**Prompt**: Which lines run from the one containing "Examine the photograph above and mark every stair baluster" down to the one containing "[89,187,170,331]"? Quote them, both ends included.

═══ Given data

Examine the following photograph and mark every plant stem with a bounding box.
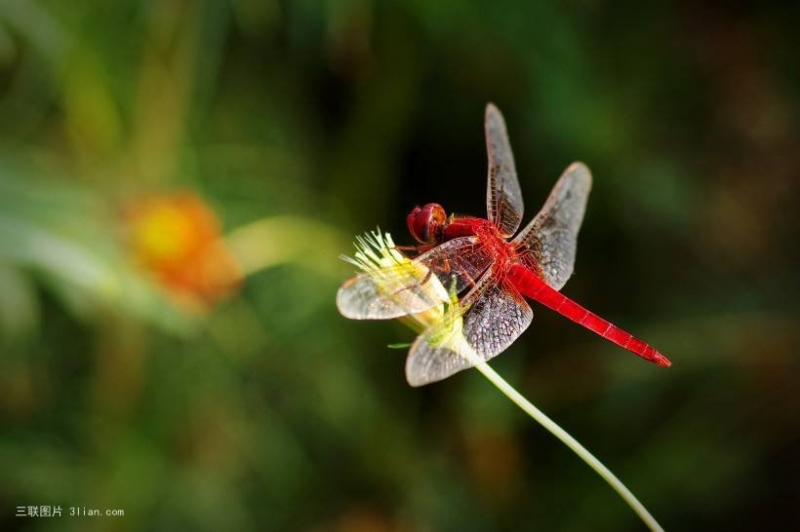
[475,362,664,532]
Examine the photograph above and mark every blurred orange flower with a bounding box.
[124,192,241,311]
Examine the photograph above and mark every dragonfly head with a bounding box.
[406,203,447,244]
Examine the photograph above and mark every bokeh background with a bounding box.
[0,0,800,532]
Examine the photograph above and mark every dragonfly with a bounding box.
[337,104,671,386]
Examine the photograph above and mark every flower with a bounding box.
[124,192,241,311]
[340,230,483,364]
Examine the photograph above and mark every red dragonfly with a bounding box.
[337,104,671,386]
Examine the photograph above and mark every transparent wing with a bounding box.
[336,237,492,320]
[336,265,449,320]
[484,103,524,237]
[406,273,533,386]
[513,163,592,290]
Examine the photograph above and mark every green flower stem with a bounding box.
[475,362,664,532]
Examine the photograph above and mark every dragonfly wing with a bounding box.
[513,163,592,290]
[406,273,533,386]
[484,104,524,237]
[336,237,492,320]
[336,268,449,320]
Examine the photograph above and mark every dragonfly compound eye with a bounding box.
[406,203,447,244]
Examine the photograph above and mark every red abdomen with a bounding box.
[507,264,672,367]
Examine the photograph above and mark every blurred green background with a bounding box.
[0,0,800,532]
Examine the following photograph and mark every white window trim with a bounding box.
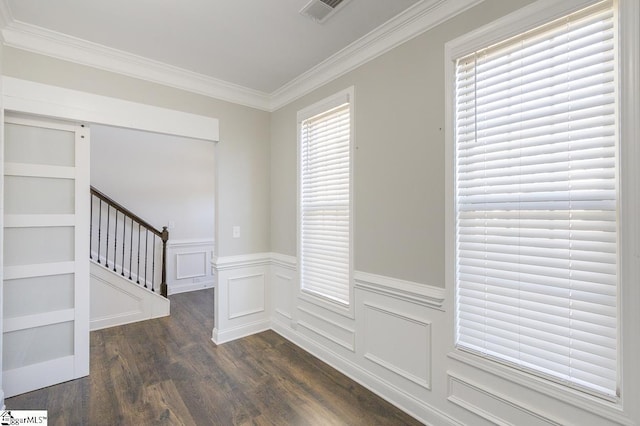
[445,0,640,424]
[296,86,355,319]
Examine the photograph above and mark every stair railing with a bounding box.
[89,186,169,297]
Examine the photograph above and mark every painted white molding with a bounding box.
[211,253,271,271]
[90,262,171,331]
[297,306,356,352]
[176,250,207,280]
[444,0,640,425]
[2,355,75,398]
[271,0,482,111]
[447,372,564,426]
[2,76,220,142]
[167,238,215,295]
[0,0,481,111]
[271,321,463,426]
[2,308,75,333]
[0,20,269,110]
[271,253,298,271]
[362,302,432,390]
[447,350,635,426]
[227,272,267,320]
[211,319,271,345]
[353,271,446,310]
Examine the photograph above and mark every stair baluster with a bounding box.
[89,187,169,297]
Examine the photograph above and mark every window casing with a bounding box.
[452,2,619,396]
[298,89,353,310]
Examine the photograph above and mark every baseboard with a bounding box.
[271,321,460,426]
[211,319,271,345]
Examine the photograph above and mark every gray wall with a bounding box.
[271,0,530,287]
[3,48,270,256]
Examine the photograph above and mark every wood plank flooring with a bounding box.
[5,289,420,426]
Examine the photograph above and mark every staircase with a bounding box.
[89,187,170,331]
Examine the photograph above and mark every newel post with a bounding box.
[160,226,169,297]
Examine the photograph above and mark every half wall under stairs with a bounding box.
[90,260,170,331]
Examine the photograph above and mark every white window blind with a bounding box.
[300,97,351,305]
[455,2,618,396]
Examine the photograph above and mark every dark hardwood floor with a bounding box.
[5,290,420,426]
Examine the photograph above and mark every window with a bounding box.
[452,1,619,397]
[298,89,353,306]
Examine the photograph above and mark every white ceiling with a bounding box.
[1,0,425,94]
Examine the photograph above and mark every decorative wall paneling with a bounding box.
[167,239,214,294]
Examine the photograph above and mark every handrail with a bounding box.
[89,186,169,297]
[90,185,166,238]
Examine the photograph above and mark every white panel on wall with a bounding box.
[363,303,431,389]
[227,274,265,319]
[167,238,215,295]
[447,374,572,426]
[297,306,356,352]
[176,251,207,280]
[272,273,294,320]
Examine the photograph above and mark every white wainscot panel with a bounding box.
[167,240,215,294]
[447,374,566,426]
[272,271,295,323]
[227,273,265,320]
[363,303,431,389]
[296,304,356,352]
[176,250,207,280]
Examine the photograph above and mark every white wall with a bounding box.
[2,47,270,256]
[91,125,215,240]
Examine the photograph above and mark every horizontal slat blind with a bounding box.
[300,103,351,304]
[455,2,618,396]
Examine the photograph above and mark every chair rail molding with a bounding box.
[353,271,446,310]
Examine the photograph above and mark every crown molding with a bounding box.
[0,20,269,110]
[271,0,484,111]
[0,0,483,111]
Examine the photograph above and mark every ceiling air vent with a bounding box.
[300,0,349,24]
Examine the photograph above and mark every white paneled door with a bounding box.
[2,115,89,398]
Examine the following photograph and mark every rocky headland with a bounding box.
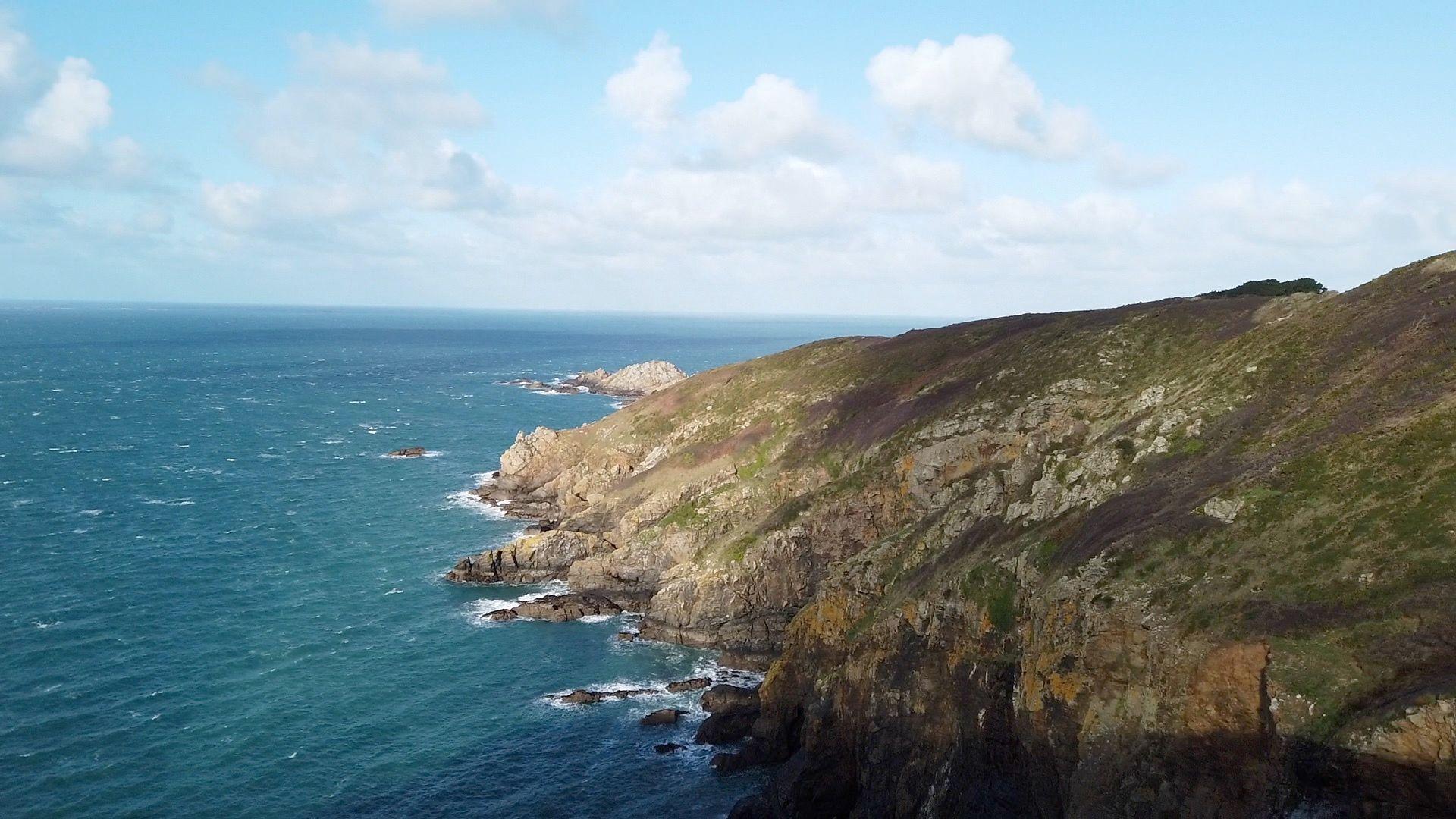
[450,253,1456,817]
[505,362,687,398]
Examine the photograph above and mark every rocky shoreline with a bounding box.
[500,362,687,398]
[448,253,1456,819]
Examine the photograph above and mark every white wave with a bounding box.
[516,580,571,604]
[446,490,505,520]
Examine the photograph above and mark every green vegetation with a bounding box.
[1203,277,1325,299]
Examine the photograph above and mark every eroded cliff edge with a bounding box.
[451,253,1456,816]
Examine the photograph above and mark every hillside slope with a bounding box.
[451,253,1456,816]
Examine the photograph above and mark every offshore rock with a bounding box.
[463,253,1456,817]
[446,529,611,583]
[516,593,622,623]
[638,708,687,726]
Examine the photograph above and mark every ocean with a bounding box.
[0,303,924,817]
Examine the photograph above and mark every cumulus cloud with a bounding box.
[201,35,511,236]
[699,74,842,160]
[607,32,692,131]
[864,35,1094,158]
[0,57,111,172]
[1194,177,1377,246]
[977,194,1143,243]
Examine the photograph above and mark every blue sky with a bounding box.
[0,0,1456,316]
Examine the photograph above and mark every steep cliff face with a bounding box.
[457,253,1456,816]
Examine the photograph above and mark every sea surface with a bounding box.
[0,303,923,817]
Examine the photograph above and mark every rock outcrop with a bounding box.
[504,362,687,398]
[457,253,1456,817]
[565,362,687,398]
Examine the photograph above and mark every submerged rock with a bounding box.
[693,683,760,745]
[638,708,687,726]
[516,592,622,623]
[552,688,661,705]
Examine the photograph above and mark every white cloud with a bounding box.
[977,194,1143,243]
[1098,144,1182,188]
[699,74,839,160]
[592,158,853,239]
[866,153,965,212]
[1194,177,1374,246]
[199,35,513,240]
[0,57,111,174]
[607,32,692,131]
[374,0,578,24]
[864,35,1095,158]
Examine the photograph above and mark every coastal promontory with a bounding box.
[451,253,1456,817]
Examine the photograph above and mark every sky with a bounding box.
[0,0,1456,318]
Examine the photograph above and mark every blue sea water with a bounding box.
[0,305,926,817]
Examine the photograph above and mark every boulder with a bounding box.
[693,708,758,745]
[516,592,622,623]
[701,682,758,714]
[556,688,607,705]
[562,362,687,398]
[639,708,687,726]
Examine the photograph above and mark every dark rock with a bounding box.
[639,708,687,726]
[606,688,661,699]
[693,708,758,745]
[556,688,607,705]
[701,682,758,714]
[708,754,750,774]
[516,592,622,623]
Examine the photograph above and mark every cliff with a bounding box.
[451,253,1456,816]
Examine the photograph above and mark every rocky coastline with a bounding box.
[448,253,1456,817]
[502,362,687,400]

══════

**Exercise result**:
Examine the photograph above and mark every stair baluster with a bounding box.
[89,187,169,297]
Examine the photograph above and mark every window casing with a bounding box.
[452,2,619,396]
[298,89,353,310]
Examine the photograph above and mark every baseboard with a bounding box.
[271,321,460,426]
[211,319,271,345]
Examine the photograph above and mark every gray wall with a bounding box.
[271,0,530,287]
[3,48,270,256]
Examine the photograph above and mark every wood plank flooring with a bounding box.
[5,289,420,426]
Examine the photograph above and mark every staircase with a bounding box.
[89,187,170,331]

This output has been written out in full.